Problem to work on -> Can you put each line of the rows below into a JSON list of strings, one string per line, with blank lines and the pictures left out?

Supplied entries ->
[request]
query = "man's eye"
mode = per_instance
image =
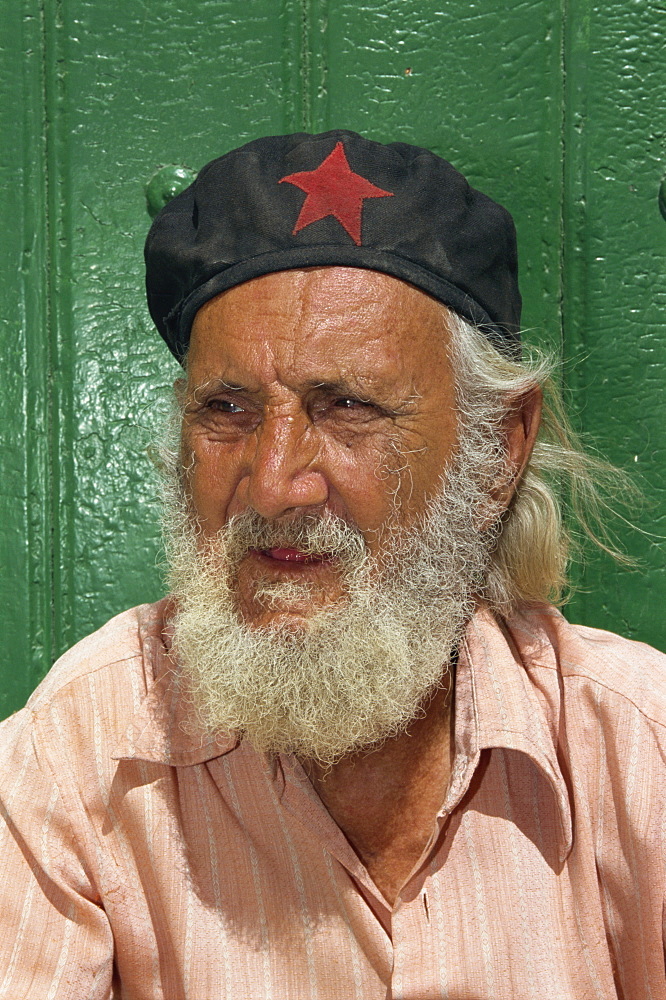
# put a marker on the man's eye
(349, 402)
(225, 406)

Answer ->
[
  "[request]",
  "query = \"man's eye\"",
  "mode = per_instance",
  "image =",
  "# put a marker on the man's eye",
  "(349, 402)",
  "(225, 406)"
]